Given information →
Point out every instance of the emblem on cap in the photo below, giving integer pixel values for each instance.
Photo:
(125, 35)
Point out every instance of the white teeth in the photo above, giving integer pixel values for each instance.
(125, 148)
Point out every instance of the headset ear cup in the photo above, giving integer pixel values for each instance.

Task brief →
Every single record is to be set down again, unaltered.

The answer →
Point out every instance of the emblem on cap in the photo below, giving integer pixel values for each instance.
Photo:
(125, 35)
Point out every instance of the white teeth in the photo above, giving integer pixel values for each instance.
(125, 148)
Point out every instance of the headset ear cup in the photo above, giving integer pixel values for each instance.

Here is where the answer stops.